> _文書抜粋_
______

サンゴバン 機能樹脂事業部 インタビュー

サンゴバン株式会社機能樹脂事業部 パーチェスマネージャー 嘉瀬 清司様(CPP-A級資格取得)に、資格取得の背景やご活用についてお伺いしました。(※以降敬称略、所属・役職は2021年11月26日時点)

吉田
宜しくお願いします。それでは、嘉瀬さんの現在のお立場について教えてください。

嘉瀬
はい、弊社はサンゴバンジャパンの機能樹脂事業部の購買を担当しており、現在は2名体制で行っています。

吉田
ありがとうございます。先程のお名刺交換で、嘉瀬さんは、マネージャーということを拝見しましたが、プレイヤーとしても購買業務を行いながら、メンバーの業務管理をされているのでしょうか?

嘉瀬
購買調達の全体業務を行うのはマンパワー的にできないので、各製品グループに発注計画担当者、発注担当者、在庫管理担当者がいます。その人たちは、各グループのマネージャーにレポートします。

私は、発注計画、発注、在庫管理等の仕組みを作り、仕組み上の何か不具合や非効率なことがないかチェックしたり、仕組みを更新したりしています。具体的には、サプライヤーさんとの交渉、ルール作り、今のサプライヤーさんの政策決定を行っています。

吉田
交渉には、価格交渉も含まれているのでしょうか?

嘉瀬
そうですね。ある程度の金額以上の物は行っています。

吉田
他には、間接購買などもやられているのでしょうか?

嘉瀬
そうですね。やっています。

吉田

ありがとうございます。
サプライヤー管理の部分でお伺いできればと思うのですが、コロナ禍で監査に行くことが難しい、ということを良くお伺いするのですが、御社の場合はいかがでしょうか?

嘉瀬
やっぱり現場にいけなかったので、全然できなかったですね。監査に関しては、今年は2件しか行くことができなかったです。
1件は新規採用先だったので監査に行く必要があって行きました。その時は、コロナの感染状況の谷のタイミングでしたね。もう1件は、書類監査です。
監査の内容に関しても、この2年でSDGsに関する要素が入ってきて、チェックシートもだいぶ変わってきています。

______

> _記録一覧_
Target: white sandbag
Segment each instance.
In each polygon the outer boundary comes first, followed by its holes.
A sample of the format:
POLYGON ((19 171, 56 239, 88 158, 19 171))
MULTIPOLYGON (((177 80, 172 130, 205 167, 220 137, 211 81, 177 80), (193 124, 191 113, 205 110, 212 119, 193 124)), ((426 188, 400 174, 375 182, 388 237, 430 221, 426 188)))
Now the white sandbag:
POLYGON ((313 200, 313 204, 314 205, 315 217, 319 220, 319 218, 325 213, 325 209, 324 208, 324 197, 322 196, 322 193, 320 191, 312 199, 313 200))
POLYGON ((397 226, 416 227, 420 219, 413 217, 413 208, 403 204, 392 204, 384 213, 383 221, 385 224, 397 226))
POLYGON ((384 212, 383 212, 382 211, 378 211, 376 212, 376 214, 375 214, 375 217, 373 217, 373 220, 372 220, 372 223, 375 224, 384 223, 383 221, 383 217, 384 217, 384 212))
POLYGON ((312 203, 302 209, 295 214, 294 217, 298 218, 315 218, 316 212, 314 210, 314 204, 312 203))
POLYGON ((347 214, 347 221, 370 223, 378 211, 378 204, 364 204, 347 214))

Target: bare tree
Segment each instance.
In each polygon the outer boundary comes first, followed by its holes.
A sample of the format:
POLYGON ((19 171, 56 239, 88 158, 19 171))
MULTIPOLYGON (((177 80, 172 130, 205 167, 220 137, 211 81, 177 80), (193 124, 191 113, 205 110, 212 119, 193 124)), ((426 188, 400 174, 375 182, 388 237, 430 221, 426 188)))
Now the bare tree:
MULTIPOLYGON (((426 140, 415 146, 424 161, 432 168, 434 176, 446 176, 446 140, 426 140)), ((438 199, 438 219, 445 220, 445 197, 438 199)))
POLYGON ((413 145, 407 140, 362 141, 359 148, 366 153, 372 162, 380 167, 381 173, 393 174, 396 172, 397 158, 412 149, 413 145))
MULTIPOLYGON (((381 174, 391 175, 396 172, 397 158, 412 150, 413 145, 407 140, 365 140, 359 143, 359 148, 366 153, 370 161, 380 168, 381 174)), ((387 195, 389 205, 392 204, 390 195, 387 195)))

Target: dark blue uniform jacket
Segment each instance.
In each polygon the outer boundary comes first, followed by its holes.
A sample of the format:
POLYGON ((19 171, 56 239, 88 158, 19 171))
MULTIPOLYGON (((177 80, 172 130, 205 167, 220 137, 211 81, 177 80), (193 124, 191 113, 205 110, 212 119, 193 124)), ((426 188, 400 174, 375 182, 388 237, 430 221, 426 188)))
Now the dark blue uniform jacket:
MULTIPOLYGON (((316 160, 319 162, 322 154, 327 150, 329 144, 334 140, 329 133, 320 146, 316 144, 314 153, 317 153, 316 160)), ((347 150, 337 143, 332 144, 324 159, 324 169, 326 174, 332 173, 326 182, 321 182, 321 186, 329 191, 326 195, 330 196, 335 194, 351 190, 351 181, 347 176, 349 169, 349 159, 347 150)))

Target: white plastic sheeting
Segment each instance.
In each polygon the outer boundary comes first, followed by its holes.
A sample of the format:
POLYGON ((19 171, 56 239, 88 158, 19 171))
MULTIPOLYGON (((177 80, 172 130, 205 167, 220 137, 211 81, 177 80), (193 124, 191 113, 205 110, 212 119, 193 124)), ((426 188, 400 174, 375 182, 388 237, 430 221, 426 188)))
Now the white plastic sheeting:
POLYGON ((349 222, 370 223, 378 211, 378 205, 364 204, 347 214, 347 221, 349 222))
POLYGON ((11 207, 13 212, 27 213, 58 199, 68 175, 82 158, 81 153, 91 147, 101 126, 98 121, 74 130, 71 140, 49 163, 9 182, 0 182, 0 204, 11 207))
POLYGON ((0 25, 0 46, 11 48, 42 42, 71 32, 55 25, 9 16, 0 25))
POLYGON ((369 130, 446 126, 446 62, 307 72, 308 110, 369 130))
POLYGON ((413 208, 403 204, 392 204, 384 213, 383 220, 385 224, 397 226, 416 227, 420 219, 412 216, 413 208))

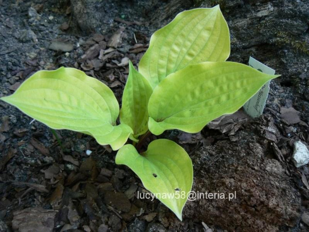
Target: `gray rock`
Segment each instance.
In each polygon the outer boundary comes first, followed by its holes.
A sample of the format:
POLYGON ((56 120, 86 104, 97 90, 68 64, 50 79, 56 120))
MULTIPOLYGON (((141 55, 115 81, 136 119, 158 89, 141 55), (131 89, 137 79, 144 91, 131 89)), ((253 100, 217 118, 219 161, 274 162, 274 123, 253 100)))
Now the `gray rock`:
POLYGON ((19 37, 21 42, 26 42, 33 41, 34 43, 37 42, 37 37, 35 33, 31 29, 23 30, 21 32, 21 35, 19 37))
POLYGON ((52 232, 57 211, 40 207, 29 208, 13 213, 12 227, 19 232, 52 232))
POLYGON ((55 51, 71 51, 73 50, 73 44, 68 42, 55 40, 51 42, 48 49, 55 51))
POLYGON ((108 225, 112 227, 113 231, 118 231, 121 229, 121 221, 115 215, 112 215, 109 220, 108 225))
POLYGON ((306 165, 309 162, 309 151, 301 141, 294 143, 293 162, 297 168, 306 165))
POLYGON ((41 19, 40 15, 33 7, 29 7, 28 9, 28 16, 29 18, 28 21, 30 24, 36 24, 41 19))
POLYGON ((98 228, 98 232, 107 232, 108 227, 105 224, 102 224, 98 228))
POLYGON ((128 227, 128 232, 145 232, 146 230, 146 222, 137 219, 128 227))
POLYGON ((159 223, 150 223, 146 230, 146 232, 165 232, 166 231, 165 228, 159 223))
POLYGON ((309 226, 309 212, 305 212, 302 215, 302 221, 309 226))

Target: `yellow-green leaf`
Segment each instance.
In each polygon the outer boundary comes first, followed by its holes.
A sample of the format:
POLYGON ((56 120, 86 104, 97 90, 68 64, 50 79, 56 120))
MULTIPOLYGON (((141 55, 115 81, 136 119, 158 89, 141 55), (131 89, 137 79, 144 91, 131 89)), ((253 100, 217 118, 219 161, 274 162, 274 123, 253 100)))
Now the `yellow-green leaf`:
POLYGON ((173 129, 197 133, 211 120, 237 111, 278 76, 233 62, 189 65, 154 90, 148 104, 149 130, 155 135, 173 129))
POLYGON ((114 150, 133 132, 128 125, 116 126, 119 105, 112 90, 75 68, 39 71, 1 99, 53 129, 91 135, 114 150))
POLYGON ((135 70, 131 61, 129 68, 122 97, 120 121, 130 126, 134 137, 137 138, 148 130, 147 106, 153 89, 148 81, 135 70))
POLYGON ((131 168, 144 187, 182 220, 182 209, 192 188, 193 167, 181 147, 170 140, 158 139, 140 155, 128 144, 118 151, 116 162, 131 168))
POLYGON ((153 34, 139 71, 154 87, 189 64, 225 61, 230 51, 229 28, 219 5, 191 9, 153 34))

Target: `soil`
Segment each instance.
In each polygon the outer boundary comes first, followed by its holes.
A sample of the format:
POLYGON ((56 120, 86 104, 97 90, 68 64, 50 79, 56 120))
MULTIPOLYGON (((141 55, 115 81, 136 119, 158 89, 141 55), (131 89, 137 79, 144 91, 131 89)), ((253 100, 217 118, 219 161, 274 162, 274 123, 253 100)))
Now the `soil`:
POLYGON ((308 1, 0 0, 0 97, 64 66, 103 82, 121 103, 123 58, 137 66, 152 34, 177 13, 218 3, 229 60, 251 55, 282 76, 260 118, 241 110, 197 134, 160 137, 189 154, 192 190, 235 197, 189 201, 180 222, 158 201, 137 198, 146 190, 108 146, 0 102, 0 232, 309 231, 309 166, 292 161, 295 142, 309 144, 308 1))

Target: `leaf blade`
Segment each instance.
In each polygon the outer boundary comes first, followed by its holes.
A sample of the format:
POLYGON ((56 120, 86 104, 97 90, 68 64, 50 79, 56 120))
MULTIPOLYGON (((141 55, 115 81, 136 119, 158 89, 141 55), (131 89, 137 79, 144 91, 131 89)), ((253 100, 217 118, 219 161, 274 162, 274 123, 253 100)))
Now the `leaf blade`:
POLYGON ((228 26, 218 5, 186 10, 152 36, 139 70, 154 87, 189 64, 225 61, 230 50, 228 26))
POLYGON ((147 107, 153 89, 148 81, 139 73, 130 61, 130 72, 122 97, 120 121, 130 126, 134 136, 145 134, 148 130, 147 107))
POLYGON ((278 76, 233 62, 189 65, 154 90, 148 105, 149 129, 156 135, 173 129, 197 133, 211 120, 237 111, 278 76))
POLYGON ((119 106, 112 90, 75 68, 39 71, 1 100, 49 127, 93 135, 114 149, 132 133, 128 126, 116 126, 119 106))
POLYGON ((170 140, 158 139, 152 142, 147 151, 141 155, 133 145, 128 144, 118 151, 116 162, 130 168, 140 177, 144 187, 182 220, 182 209, 192 188, 193 166, 190 157, 181 147, 170 140), (185 196, 183 199, 163 196, 164 193, 176 197, 175 193, 178 190, 181 194, 183 191, 183 196, 185 196))

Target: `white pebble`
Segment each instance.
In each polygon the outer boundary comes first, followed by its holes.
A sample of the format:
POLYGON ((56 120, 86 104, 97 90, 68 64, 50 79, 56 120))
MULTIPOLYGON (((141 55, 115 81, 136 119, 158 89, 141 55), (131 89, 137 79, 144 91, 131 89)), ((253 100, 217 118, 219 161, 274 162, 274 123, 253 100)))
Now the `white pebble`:
POLYGON ((87 156, 90 156, 90 155, 91 155, 91 153, 92 153, 92 151, 90 151, 90 150, 87 150, 87 151, 86 151, 86 155, 87 155, 87 156))
POLYGON ((297 168, 306 165, 309 162, 309 151, 301 141, 294 143, 293 162, 297 168))

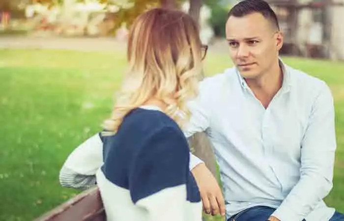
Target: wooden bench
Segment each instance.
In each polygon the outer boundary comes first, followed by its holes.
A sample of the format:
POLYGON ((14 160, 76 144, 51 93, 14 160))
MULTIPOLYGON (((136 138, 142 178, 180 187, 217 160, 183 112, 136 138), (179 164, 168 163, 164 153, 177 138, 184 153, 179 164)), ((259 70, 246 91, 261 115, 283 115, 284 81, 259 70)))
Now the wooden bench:
POLYGON ((105 212, 98 187, 85 191, 34 221, 104 221, 105 212))

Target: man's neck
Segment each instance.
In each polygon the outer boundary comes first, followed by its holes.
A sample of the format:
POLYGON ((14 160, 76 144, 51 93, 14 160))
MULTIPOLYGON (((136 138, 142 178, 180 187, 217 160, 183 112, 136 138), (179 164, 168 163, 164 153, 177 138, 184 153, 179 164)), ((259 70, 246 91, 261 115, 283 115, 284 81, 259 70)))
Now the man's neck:
POLYGON ((247 85, 264 108, 267 108, 282 86, 283 73, 277 63, 268 72, 255 79, 245 79, 247 85))

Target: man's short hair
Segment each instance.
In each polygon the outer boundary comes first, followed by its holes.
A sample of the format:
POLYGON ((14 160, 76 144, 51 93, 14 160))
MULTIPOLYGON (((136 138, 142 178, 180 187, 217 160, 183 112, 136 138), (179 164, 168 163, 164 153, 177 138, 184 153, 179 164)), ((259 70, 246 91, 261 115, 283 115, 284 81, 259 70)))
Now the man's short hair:
POLYGON ((275 28, 280 30, 277 16, 271 7, 263 0, 244 0, 234 5, 228 13, 230 16, 242 17, 258 12, 269 20, 275 28))

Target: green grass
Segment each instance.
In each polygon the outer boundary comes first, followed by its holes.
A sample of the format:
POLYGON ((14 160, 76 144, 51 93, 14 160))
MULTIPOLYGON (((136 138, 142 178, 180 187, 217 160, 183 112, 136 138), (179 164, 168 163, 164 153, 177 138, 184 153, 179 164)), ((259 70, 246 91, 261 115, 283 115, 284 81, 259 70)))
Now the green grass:
MULTIPOLYGON (((60 187, 58 171, 109 116, 125 70, 124 55, 0 50, 0 221, 31 220, 78 193, 60 187)), ((332 89, 338 148, 326 201, 344 212, 344 63, 284 60, 332 89)), ((210 55, 205 70, 213 75, 231 65, 227 55, 210 55)))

______

> _出題_
サンゴバン機能樹脂事業部のインタビューから、「サンゴバン 機能樹脂事業部 インタビュー」を含む語句で始まり「在は2名体制で行っています。」で終わる部分を、一字も変えずに書き写してもらえますか?

> _完全解答_
サンゴバン 機能樹脂事業部 インタビュー

サンゴバン株式会社機能樹脂事業部 パーチェスマネージャー 嘉瀬 清司様(CPP-A級資格取得)に、資格取得の背景やご活用についてお伺いしました。(※以降敬称略、所属・役職は2021年11月26日時点)

吉田
宜しくお願いします。それでは、嘉瀬さんの現在のお立場について教えてください。

嘉瀬
はい、弊社はサンゴバンジャパンの機能樹脂事業部の購買を担当しており、現在は2名体制で行っています。